◆ **EXCERPT**
..............................

We also examined the impact of Hi-2 methylation on Hi methylation, and found that pre-existing N1-methylation of Hi-2 retained ∼5% enzymatic activity, while N3-methylation of Hi-2 completely disrupted METTL9 activity towards Hi (Fig. 4F). This demonstrates that METTL9 prefers unmethylated Hi-2 instead of its N1- and N3-methylated forms. The fact that N3-methylation completely disrupted METTL9 activity highlights the importance of the hydrogen bonding interaction between Y295 with unmethylated N3 of Hi-2.

2.7. The “x” residue is restrained by a small x-pocket of METTL9

Previous studies have indicated that the “x" residue in the “HxH” motif of METTL9 substrate must be a small side chain residue, specifically an “ANGST” residue (Davydova et al., 2021). Our structural analysis of METTL9 with substrate peptide confirms this finding, as we observed that the “x" residue at position “i-1″ is anchored at a small x-pocket formed by residues R114, N118, and R123 (Fig. 4D). The shape complementarity of this x-pocket plays a critical role in recognizing the “x" residue (Fig. 3, Fig. 4). To validate this observation, we performed site-directed mutagenesis to replace the threonine (T) residue at position xi-1 with “non-ANGST” residues, such as proline (P), arginine (R), tyrosine (Y), and glutamic acid (E). Our enzymatic assays revealed that these substitutions almost completely abolished the methylation activity (Fig. 4G). Additionally, we observed that these xi-1 substitution peptides lost their binding ability to METTL9 (Supplementary Figure S9). In summary, our findings demonstrate that the “x" residue between two “H" residues is highly restricted by the small x-pocket of METTL9 through shape complementary, which is crucial for optimal substrate recognition and preference.

..............................

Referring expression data
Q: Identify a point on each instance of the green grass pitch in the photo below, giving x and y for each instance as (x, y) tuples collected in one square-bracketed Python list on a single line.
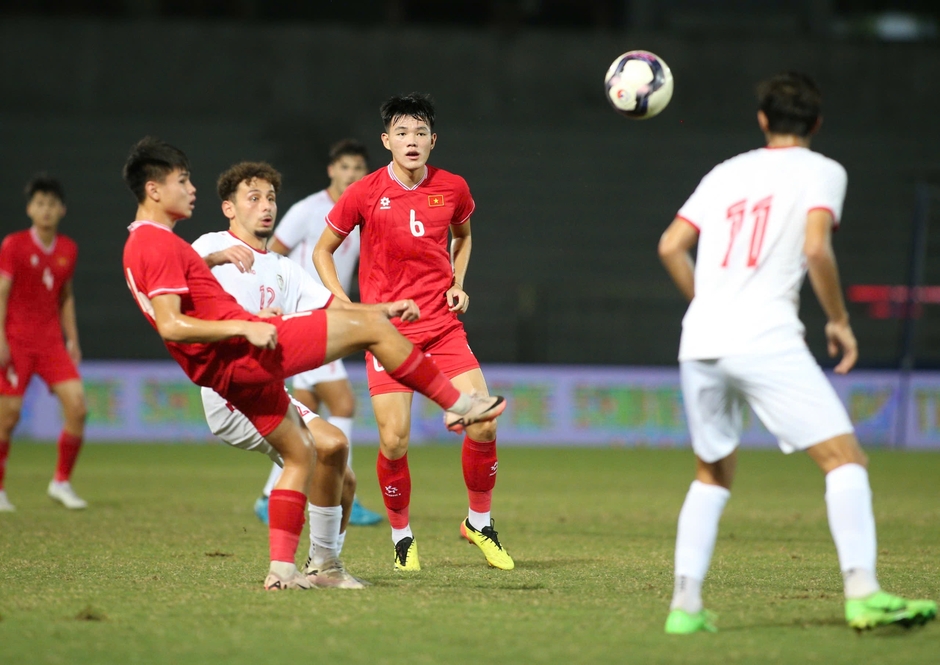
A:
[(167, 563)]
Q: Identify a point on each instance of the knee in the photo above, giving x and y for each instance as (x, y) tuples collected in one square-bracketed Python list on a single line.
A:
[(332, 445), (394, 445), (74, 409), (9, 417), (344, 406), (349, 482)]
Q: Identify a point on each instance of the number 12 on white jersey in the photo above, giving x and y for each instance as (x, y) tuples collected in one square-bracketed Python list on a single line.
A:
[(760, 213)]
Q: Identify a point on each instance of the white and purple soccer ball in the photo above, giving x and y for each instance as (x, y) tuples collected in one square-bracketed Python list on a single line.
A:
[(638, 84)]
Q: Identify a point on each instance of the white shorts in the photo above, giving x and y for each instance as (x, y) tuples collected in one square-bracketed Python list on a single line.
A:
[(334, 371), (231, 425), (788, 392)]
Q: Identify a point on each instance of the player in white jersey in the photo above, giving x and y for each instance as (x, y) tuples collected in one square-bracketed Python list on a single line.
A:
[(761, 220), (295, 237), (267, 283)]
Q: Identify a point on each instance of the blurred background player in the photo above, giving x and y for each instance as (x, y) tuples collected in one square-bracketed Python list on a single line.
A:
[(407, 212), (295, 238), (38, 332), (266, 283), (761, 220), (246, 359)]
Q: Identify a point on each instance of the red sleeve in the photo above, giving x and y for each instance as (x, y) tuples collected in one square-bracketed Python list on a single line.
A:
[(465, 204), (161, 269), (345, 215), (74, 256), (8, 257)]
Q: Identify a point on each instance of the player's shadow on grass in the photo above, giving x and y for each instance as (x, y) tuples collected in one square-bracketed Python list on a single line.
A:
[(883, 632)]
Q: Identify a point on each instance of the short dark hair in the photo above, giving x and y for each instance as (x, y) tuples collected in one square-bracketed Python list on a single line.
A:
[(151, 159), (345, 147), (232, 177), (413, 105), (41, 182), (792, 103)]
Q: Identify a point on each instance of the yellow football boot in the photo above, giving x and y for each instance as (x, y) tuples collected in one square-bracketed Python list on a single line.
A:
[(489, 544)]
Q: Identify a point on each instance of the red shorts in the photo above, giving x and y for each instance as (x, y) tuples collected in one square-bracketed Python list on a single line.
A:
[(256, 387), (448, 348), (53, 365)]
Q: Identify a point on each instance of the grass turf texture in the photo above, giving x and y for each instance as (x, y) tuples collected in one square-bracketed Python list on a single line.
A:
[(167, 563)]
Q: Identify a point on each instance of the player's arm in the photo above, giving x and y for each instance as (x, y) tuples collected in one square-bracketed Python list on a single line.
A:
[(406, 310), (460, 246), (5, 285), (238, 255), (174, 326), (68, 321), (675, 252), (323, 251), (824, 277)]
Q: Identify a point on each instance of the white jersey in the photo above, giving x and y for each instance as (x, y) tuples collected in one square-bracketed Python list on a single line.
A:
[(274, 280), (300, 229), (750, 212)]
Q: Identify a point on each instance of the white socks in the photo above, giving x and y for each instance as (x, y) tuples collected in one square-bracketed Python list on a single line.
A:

..............................

◆ **ACTIONS TO TAKE**
a – Extract the METTL9 excerpt from "We also examined" to "N3 of Hi-2.".
b – In the METTL9 excerpt, which residues form the small x-pocket?

◆ **LIST OF ANSWERS**
a –
We also examined the impact of Hi-2 methylation on Hi methylation, and found that pre-existing N1-methylation of Hi-2 retained ∼5% enzymatic activity, while N3-methylation of Hi-2 completely disrupted METTL9 activity towards Hi (Fig. 4F). This demonstrates that METTL9 prefers unmethylated Hi-2 instead of its N1- and N3-methylated forms. The fact that N3-methylation completely disrupted METTL9 activity highlights the importance of the hydrogen bonding interaction between Y295 with unmethylated N3 of Hi-2.

b – R114, N118, and R123.